Every entry, start to finish, should be printed verbatim without pictures.

** Opening Records provided block **

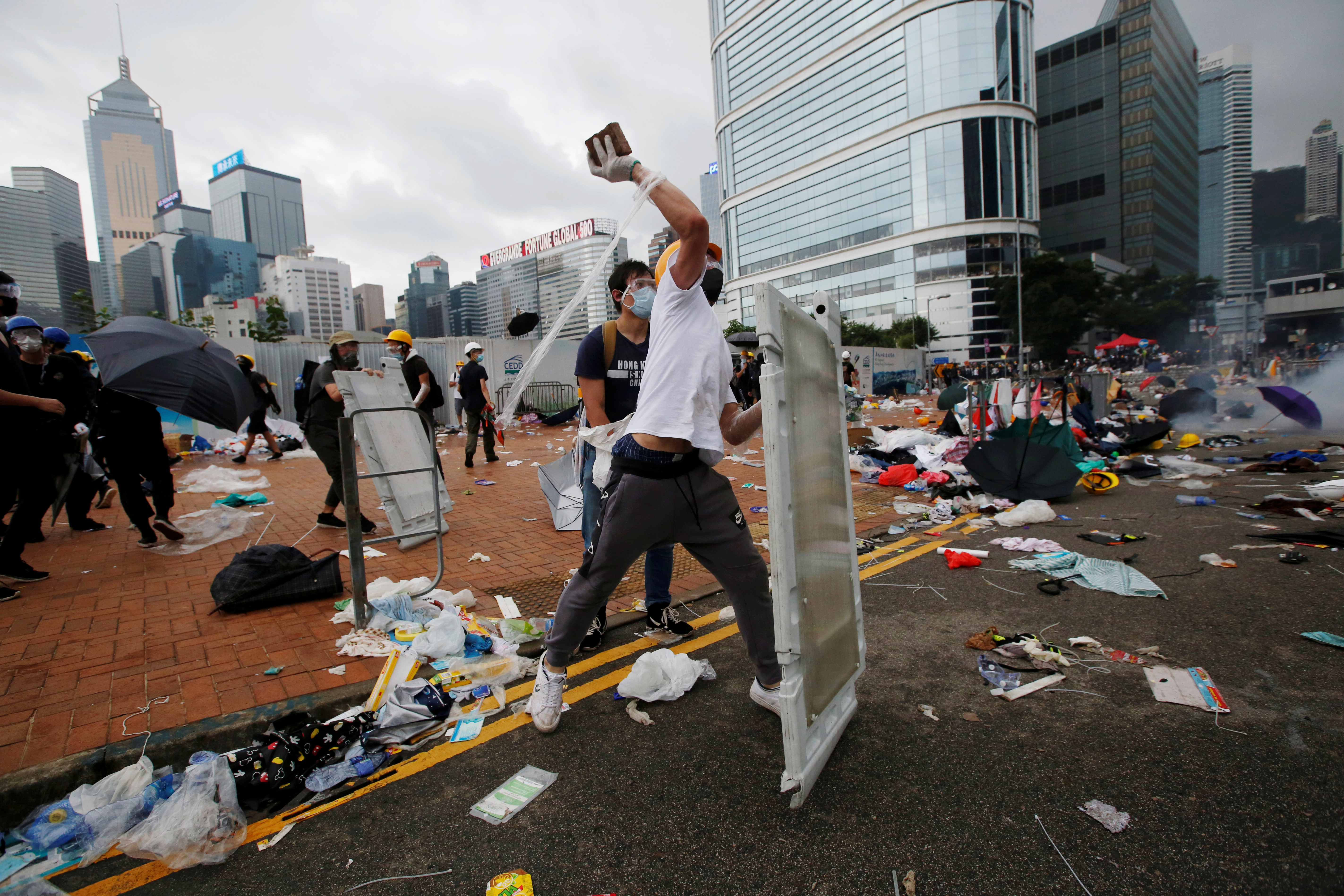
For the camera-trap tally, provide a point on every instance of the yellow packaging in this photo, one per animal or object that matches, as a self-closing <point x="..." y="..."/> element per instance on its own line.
<point x="511" y="883"/>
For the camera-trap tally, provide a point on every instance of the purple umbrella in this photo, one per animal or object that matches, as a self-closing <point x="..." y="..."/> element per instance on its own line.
<point x="1292" y="405"/>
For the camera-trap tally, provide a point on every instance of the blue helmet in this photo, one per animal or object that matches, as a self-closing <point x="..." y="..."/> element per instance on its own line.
<point x="21" y="322"/>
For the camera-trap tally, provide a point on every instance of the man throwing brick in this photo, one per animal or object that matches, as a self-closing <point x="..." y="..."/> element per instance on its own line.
<point x="663" y="488"/>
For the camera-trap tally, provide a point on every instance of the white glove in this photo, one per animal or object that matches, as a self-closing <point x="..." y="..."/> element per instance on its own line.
<point x="619" y="170"/>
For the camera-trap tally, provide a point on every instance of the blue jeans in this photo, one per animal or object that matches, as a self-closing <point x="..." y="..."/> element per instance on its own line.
<point x="658" y="562"/>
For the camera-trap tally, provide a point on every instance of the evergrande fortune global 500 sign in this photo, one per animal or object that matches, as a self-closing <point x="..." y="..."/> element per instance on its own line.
<point x="568" y="234"/>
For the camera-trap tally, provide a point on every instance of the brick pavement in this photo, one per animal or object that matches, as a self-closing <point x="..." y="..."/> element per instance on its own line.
<point x="117" y="626"/>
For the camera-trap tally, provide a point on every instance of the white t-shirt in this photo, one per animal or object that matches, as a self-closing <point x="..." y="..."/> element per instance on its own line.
<point x="687" y="373"/>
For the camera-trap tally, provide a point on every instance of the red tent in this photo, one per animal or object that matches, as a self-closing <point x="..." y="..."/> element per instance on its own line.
<point x="1123" y="342"/>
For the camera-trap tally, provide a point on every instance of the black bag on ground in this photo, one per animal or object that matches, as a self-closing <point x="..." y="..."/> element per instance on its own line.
<point x="272" y="574"/>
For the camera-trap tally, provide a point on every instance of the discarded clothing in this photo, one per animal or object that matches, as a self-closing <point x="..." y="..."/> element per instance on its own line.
<point x="1092" y="573"/>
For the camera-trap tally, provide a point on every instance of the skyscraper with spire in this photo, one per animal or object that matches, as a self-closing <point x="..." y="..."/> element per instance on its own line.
<point x="132" y="164"/>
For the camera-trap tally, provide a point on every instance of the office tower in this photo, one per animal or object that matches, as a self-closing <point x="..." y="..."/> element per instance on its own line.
<point x="174" y="273"/>
<point x="369" y="305"/>
<point x="260" y="207"/>
<point x="175" y="217"/>
<point x="132" y="164"/>
<point x="427" y="291"/>
<point x="542" y="273"/>
<point x="466" y="315"/>
<point x="1323" y="166"/>
<point x="42" y="246"/>
<point x="1119" y="147"/>
<point x="886" y="156"/>
<point x="314" y="291"/>
<point x="1225" y="168"/>
<point x="710" y="203"/>
<point x="660" y="242"/>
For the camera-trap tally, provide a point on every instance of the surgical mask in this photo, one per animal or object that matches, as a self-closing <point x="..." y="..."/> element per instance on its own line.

** Closing Records provided block **

▶ **Problem solution**:
For the camera-trap tally, provide a point on every instance of the yellow packaging in this photo, one per animal or object that matches, as a self-closing <point x="..." y="..."/> element per instance on its own line.
<point x="511" y="883"/>
For the camera-trap tally, provide a point on every instance of the purple umbrella in this photo, one per animal or object that matches, as a self-closing <point x="..." y="..."/> element per instance on its own line.
<point x="1292" y="405"/>
For the camera-trap tally, provide a point on every instance of the blue helmet in this photo, one per animal or object that matches, as a self-closing <point x="..." y="..."/> element per instance on its own line.
<point x="21" y="322"/>
For the camera-trap tally, provide a point on every instance of the man throwing brick in this photo, one per animal or object that matches, as a self-closing <point x="..." y="..."/> element per instance on its own line.
<point x="663" y="488"/>
For the camera-trap tally, provide a point on every instance of the white glove in this photo, one per animal or object that matches, as a self-closing <point x="..." y="..."/> element per instance on its own line.
<point x="619" y="170"/>
For the camera-trap tally, provide a point on every instance of the blue jeans in this photo, one per animal or object that matches, as a self-closing <point x="..." y="..."/> element per instance on its own line.
<point x="658" y="562"/>
For the camera-trap tally, provide a point on every instance of the evergrande fortune global 500 sign in this photo, one per animal or object that matches, as a self-closing <point x="..." y="..."/> element per instance on its own line.
<point x="568" y="234"/>
For the camera-trap tally, provide a point on every instance of the brick pavement in this photo, one per animal or object that matches, as a self-closing <point x="..." y="..."/> element per instance on its own line.
<point x="117" y="626"/>
For the camera-trap tally, provide a point on every instance of the white t-shirt in this photo, one per animal or object that matches, as a self-closing <point x="..." y="..."/> element per instance on its own line.
<point x="687" y="373"/>
For the camera-trap tally, provide a point on every instance of the red tent in this photo, one per animal or object that matches, as a self-closing <point x="..." y="..."/> element per instance on its own line.
<point x="1123" y="342"/>
For the camera-trap tally, provide a point on every instance of the black bag on ground in this photo, one per animal or object that matches, as a self-closing <point x="..." y="..."/> element per instance on its own line.
<point x="272" y="574"/>
For the camera-trap tally, provide a point on every instance of the discarded clothing in this photo, one per animal or object that matches, as a self-closing <point x="..." y="..."/> element per instance on its own line.
<point x="1092" y="573"/>
For the camera-trap tally, provide a point on every instance of the skyscraper with spire in this photo, one per animal or object that matches, as a self-closing <point x="..." y="..."/> element per instance on its own line.
<point x="132" y="164"/>
For the camera-trap tally, provide a point on every instance of the office tower in this photo, one per animal or object that matches, as a self-closing <point x="..." y="..."/> element per instance on its own line.
<point x="174" y="273"/>
<point x="369" y="305"/>
<point x="260" y="207"/>
<point x="175" y="217"/>
<point x="132" y="164"/>
<point x="427" y="291"/>
<point x="542" y="273"/>
<point x="466" y="315"/>
<point x="1323" y="166"/>
<point x="42" y="246"/>
<point x="1119" y="147"/>
<point x="886" y="156"/>
<point x="314" y="291"/>
<point x="1225" y="168"/>
<point x="710" y="203"/>
<point x="660" y="242"/>
For the camera-trap tally, provide a point on every instance of the surgical mask in this photo, one per animal or object that matches, as a self-closing <point x="..." y="..."/> element per instance on its own line.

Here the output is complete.